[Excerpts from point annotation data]
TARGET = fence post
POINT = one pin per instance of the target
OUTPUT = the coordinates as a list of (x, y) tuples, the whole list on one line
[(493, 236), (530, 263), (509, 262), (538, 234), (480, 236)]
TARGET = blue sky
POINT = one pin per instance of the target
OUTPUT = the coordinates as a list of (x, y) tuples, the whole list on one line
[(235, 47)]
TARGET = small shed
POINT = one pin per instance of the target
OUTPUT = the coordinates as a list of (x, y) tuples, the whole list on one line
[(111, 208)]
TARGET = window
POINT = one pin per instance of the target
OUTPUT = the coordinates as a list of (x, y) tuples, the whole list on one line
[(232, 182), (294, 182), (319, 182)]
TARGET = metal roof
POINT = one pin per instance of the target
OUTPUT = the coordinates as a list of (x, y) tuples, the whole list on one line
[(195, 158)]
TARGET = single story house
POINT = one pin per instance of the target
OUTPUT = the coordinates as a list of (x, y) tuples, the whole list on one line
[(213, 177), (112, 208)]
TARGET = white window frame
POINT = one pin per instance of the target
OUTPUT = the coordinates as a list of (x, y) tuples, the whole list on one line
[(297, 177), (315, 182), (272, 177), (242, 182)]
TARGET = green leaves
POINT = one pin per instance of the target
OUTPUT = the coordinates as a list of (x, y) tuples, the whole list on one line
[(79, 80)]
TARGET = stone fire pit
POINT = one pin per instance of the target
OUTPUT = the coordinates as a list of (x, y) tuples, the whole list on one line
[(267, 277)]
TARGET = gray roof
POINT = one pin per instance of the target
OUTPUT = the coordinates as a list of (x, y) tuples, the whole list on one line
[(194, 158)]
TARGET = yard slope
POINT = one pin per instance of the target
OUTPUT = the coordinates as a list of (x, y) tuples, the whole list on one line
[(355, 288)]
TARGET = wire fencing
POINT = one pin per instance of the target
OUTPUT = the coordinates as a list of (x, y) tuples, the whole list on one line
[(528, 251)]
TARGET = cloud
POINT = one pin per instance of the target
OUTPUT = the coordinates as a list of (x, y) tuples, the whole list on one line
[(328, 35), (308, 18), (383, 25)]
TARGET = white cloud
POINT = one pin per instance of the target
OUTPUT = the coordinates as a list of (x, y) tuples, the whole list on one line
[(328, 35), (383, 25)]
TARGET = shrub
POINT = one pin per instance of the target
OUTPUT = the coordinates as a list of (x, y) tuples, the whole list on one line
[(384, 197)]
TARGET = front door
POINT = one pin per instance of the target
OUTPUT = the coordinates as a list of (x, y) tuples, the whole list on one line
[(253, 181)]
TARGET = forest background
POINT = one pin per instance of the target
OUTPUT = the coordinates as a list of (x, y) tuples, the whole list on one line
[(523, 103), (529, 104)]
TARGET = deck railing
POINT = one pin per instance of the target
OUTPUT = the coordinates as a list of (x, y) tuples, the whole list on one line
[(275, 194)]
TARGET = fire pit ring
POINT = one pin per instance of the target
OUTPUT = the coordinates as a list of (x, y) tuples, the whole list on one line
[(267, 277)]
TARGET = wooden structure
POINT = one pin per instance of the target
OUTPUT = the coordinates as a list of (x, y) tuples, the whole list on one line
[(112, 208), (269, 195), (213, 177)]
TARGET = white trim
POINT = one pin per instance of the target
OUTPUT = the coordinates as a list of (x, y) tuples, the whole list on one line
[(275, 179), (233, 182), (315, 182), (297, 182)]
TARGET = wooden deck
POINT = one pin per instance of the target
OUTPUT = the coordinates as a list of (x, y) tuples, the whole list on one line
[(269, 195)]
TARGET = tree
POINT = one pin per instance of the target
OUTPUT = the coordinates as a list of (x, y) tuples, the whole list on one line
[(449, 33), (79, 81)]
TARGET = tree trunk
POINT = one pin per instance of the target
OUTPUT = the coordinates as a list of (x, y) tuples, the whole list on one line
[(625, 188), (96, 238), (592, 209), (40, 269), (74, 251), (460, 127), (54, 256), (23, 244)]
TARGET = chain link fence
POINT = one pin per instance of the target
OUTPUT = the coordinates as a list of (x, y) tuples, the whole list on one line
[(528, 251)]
--
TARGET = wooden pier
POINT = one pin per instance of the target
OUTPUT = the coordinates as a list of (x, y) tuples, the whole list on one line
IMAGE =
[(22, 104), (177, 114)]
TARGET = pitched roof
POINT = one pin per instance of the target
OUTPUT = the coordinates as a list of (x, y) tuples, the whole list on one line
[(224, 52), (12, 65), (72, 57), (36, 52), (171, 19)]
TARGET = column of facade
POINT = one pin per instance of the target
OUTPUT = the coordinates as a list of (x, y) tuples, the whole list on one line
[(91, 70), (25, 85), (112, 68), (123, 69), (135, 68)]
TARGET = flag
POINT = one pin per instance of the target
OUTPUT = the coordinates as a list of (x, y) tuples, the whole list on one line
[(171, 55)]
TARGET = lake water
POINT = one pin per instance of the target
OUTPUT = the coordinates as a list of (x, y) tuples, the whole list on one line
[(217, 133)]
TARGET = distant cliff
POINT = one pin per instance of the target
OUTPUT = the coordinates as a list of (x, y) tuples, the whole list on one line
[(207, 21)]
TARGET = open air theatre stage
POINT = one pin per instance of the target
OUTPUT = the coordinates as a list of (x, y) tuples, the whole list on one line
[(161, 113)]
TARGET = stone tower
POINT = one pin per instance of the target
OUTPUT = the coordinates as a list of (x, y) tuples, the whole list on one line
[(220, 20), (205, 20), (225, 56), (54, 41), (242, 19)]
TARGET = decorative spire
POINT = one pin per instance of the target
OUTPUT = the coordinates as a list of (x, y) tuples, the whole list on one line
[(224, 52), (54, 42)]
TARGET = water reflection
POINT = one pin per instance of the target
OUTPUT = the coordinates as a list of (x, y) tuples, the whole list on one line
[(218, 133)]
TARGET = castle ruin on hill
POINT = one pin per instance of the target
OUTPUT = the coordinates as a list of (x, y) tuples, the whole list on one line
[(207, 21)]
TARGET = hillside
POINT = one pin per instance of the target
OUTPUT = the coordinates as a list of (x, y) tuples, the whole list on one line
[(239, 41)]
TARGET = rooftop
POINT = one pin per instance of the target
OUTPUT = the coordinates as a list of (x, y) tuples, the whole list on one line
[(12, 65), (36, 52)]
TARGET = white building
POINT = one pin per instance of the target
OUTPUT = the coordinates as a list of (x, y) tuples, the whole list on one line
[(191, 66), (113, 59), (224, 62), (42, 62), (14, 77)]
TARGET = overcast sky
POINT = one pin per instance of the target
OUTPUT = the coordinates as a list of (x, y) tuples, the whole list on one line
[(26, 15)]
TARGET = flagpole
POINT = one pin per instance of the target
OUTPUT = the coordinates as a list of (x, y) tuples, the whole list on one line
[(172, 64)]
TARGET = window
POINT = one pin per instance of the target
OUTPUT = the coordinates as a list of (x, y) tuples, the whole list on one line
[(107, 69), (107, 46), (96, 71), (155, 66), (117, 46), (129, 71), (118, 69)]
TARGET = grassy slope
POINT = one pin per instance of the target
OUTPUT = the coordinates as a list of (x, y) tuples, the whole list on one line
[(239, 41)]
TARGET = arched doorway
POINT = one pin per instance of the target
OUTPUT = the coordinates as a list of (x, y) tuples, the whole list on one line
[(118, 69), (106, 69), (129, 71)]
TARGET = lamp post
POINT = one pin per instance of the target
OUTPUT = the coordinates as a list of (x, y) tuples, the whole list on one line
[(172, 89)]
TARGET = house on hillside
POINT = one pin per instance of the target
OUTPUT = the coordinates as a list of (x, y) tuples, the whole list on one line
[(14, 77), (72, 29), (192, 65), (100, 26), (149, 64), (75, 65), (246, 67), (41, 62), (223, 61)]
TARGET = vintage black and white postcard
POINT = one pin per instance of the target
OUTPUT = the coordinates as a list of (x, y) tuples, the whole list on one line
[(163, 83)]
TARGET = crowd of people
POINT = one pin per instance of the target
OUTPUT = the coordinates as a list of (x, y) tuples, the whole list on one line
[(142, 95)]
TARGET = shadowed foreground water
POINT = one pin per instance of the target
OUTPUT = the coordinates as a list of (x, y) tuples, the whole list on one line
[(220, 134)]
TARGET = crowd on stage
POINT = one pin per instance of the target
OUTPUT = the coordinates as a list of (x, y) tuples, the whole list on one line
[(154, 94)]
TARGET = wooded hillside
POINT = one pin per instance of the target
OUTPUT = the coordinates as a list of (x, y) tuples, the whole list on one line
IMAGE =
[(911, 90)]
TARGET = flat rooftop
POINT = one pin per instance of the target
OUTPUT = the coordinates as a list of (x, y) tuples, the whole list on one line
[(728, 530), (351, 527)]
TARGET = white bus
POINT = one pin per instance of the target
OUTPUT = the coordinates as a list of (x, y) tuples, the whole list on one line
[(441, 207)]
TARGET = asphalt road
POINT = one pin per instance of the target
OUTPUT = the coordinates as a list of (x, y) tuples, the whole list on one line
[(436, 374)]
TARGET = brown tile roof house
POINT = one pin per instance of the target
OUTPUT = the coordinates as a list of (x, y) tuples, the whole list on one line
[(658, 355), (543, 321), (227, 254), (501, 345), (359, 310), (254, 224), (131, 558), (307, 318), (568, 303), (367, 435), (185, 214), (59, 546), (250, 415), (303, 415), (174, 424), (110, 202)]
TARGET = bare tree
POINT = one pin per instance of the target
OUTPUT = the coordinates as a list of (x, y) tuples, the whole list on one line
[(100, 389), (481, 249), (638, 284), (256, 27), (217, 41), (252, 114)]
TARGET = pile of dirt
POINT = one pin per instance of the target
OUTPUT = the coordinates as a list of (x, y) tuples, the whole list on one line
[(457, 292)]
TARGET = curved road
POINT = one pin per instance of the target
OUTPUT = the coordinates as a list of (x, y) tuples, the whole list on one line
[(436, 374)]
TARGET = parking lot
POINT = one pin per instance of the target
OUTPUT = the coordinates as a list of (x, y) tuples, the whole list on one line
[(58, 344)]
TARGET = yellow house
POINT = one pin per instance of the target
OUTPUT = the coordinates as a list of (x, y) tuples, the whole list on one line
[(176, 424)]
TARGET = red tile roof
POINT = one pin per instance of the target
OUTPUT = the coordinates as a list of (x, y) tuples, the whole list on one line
==
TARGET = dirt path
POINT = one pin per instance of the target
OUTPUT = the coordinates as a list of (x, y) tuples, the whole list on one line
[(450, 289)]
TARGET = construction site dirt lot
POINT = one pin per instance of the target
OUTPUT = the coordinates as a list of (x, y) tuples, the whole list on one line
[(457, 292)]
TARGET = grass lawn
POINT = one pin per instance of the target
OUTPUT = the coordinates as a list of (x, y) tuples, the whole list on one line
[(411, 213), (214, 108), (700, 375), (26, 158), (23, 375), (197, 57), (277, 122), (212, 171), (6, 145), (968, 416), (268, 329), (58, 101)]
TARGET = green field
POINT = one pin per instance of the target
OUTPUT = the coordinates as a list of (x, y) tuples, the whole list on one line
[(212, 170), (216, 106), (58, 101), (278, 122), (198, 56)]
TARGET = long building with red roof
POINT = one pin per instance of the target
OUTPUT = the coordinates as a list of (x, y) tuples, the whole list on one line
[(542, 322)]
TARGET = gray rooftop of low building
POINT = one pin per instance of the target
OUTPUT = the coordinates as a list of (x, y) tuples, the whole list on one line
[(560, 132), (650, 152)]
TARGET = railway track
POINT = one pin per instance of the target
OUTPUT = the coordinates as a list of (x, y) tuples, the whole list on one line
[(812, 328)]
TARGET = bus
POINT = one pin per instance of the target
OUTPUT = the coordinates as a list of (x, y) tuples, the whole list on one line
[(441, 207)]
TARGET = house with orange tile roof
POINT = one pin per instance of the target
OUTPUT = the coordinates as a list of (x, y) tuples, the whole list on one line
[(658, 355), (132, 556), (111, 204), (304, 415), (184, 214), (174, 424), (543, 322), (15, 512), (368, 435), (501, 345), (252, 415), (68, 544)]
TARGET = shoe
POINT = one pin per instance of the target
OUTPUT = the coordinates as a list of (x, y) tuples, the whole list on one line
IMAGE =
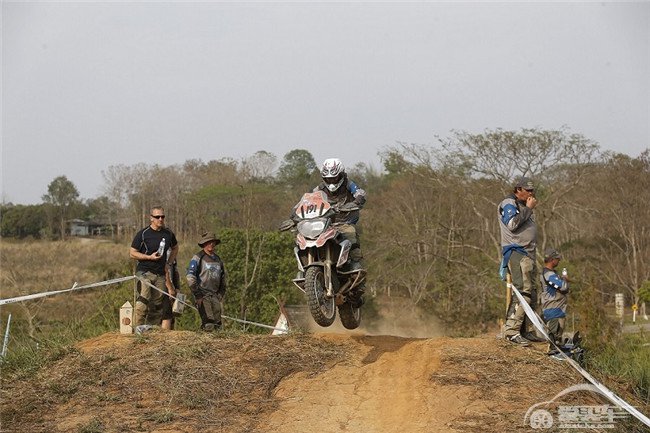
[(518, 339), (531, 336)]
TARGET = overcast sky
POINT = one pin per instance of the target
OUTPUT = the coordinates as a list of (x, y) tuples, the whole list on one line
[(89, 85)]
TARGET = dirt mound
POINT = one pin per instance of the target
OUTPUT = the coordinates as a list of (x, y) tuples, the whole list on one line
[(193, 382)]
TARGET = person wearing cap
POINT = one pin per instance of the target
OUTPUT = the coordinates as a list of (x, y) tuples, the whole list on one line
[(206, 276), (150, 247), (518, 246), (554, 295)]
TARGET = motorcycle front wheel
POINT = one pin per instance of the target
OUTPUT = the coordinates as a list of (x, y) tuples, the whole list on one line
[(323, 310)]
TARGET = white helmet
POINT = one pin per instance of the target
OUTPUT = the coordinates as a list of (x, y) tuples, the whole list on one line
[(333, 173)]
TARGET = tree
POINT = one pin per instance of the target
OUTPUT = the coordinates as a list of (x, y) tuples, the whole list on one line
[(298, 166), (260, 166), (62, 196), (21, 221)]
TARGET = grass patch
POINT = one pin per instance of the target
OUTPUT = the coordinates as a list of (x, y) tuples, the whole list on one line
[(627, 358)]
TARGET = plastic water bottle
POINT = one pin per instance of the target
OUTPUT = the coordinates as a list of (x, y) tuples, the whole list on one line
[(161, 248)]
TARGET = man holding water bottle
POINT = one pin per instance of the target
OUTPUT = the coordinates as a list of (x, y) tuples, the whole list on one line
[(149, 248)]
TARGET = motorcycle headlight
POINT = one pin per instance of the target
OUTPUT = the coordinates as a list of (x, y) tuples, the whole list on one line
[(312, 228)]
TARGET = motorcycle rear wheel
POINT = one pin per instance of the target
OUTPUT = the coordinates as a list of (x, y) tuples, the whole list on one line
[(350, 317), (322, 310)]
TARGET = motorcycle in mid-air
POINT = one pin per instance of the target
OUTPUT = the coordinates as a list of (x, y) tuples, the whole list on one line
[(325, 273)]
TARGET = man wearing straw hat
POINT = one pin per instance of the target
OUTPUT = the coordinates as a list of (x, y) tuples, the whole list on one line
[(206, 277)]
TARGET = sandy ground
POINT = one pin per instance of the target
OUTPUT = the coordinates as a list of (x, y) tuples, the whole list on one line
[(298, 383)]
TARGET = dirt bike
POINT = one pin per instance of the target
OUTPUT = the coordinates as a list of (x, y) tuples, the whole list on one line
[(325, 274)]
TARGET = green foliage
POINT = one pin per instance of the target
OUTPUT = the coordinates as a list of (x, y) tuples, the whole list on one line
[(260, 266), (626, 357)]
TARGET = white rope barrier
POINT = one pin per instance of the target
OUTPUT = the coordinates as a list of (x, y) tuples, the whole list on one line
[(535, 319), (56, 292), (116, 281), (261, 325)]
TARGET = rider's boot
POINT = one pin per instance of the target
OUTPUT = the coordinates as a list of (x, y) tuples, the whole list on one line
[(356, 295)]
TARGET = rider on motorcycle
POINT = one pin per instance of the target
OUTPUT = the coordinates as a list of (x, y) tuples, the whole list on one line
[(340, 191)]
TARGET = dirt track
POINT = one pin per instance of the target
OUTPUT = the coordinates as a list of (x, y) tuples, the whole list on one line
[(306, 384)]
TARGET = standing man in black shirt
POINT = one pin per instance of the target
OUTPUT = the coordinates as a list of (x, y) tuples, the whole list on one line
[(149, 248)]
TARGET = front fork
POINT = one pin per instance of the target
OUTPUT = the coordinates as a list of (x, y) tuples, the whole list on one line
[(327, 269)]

REQUIREMENTS
Print everything above from the line containing "TARGET = shrub" down to the line containing "[(275, 179), (233, 182), (315, 182), (297, 182)]", including both of those lines, with no changes.

ANSWER TO THIS TASK
TARGET = shrub
POINT = one pin per instance of the target
OUTPUT = the coordinates as a list of (x, y) tuples, the whole list on one line
[(384, 197)]
TARGET = front door
POINT = one pin per instance of the target
OUTPUT = the coordinates as a list of (x, y) tuples, the whole list on one line
[(253, 181)]
TARGET = forest background
POINT = one pin per instance of the target
OUTPUT = the coordinates as a list of (x, y) tuples, the whole list on one line
[(523, 103), (529, 104)]
TARGET = deck railing
POINT = one pin per instance of the target
OUTPUT = the coordinates as a list of (x, y) tuples, the whole list on one line
[(275, 194)]
TARGET = fire pit ring
POINT = one pin per instance of the target
OUTPUT = the coordinates as a list of (x, y) tuples, the whole list on one line
[(267, 277)]
TARGET = wooden structure
POINT = one pin per instance of the target
OUTPUT = the coordinates as a list of (x, y) tuples, the whole list on one line
[(112, 208), (269, 195), (213, 177)]
TARGET = white trim
POINT = one pin per instance of the target
OUTPUT = the coordinates as a list of (x, y) tuples, the whole list on one line
[(275, 179), (233, 182), (315, 182), (297, 182)]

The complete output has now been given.